INPUT DATA —
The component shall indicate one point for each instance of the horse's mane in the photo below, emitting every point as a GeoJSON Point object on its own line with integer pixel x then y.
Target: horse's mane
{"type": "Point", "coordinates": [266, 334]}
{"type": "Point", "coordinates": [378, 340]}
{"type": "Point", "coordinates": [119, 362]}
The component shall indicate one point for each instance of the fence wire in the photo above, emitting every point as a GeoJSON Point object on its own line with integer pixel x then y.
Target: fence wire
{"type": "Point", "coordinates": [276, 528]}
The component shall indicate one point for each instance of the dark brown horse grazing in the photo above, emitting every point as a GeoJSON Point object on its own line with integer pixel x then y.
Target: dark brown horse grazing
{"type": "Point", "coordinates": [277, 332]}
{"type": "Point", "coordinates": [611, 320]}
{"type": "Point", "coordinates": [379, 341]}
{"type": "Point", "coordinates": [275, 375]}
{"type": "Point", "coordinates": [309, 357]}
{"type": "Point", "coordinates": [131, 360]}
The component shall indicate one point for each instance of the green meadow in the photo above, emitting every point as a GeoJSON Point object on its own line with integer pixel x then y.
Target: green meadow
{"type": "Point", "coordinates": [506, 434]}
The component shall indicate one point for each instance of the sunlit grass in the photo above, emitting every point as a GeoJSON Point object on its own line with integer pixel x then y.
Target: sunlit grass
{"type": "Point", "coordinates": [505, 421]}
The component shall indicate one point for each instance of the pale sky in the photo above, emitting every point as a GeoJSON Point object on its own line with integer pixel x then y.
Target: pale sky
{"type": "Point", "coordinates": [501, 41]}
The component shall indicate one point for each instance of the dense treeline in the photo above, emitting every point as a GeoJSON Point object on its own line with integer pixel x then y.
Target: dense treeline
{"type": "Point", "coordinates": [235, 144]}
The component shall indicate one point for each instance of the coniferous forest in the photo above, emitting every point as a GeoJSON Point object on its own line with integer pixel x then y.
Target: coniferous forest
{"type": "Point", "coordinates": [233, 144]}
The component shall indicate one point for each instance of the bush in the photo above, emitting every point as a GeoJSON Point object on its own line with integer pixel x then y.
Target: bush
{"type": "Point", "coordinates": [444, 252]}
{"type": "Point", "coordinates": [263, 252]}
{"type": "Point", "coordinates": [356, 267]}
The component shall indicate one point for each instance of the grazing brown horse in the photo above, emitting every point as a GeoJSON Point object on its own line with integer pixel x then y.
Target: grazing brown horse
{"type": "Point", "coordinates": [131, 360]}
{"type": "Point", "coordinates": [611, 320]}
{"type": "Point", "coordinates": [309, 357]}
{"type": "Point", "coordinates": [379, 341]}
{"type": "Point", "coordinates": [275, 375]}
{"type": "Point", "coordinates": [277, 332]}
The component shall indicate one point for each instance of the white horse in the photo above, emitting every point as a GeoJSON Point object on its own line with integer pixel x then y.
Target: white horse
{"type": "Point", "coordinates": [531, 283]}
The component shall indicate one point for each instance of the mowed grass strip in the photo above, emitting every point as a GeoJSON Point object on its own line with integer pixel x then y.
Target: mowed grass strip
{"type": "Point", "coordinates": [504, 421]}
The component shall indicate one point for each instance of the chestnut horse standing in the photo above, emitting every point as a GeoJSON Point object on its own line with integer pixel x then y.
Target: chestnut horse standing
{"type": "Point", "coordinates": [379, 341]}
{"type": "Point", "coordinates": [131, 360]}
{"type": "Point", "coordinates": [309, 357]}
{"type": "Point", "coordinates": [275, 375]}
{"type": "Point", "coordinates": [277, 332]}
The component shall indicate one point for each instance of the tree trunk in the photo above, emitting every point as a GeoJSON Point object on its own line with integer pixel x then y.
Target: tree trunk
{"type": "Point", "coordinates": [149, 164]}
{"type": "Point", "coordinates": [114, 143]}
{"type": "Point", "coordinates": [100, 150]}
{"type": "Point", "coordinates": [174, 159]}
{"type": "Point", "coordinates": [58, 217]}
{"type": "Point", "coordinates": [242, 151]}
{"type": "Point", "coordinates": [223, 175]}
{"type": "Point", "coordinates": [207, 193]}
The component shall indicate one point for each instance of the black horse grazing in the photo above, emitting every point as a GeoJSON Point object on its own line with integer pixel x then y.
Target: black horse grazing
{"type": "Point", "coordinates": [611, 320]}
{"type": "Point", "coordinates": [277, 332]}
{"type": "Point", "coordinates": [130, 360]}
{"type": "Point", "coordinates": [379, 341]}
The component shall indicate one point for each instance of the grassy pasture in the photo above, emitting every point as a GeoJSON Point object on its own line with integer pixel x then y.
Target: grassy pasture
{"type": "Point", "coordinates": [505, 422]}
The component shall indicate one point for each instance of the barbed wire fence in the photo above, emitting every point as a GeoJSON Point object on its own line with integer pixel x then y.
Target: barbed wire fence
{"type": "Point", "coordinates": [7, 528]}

WHAT IS NEEDED — Copy out the records exactly, starting with the line that contains "of the barbed" and going on through the end of the records.

SOLUTION TO THIS TASK —
The component shall indicate one point for each instance of the barbed wire fence in the photo above, emitting every point as a GeoJSON Point object on its own line with integer pixel x then y.
Target: barbed wire fence
{"type": "Point", "coordinates": [7, 528]}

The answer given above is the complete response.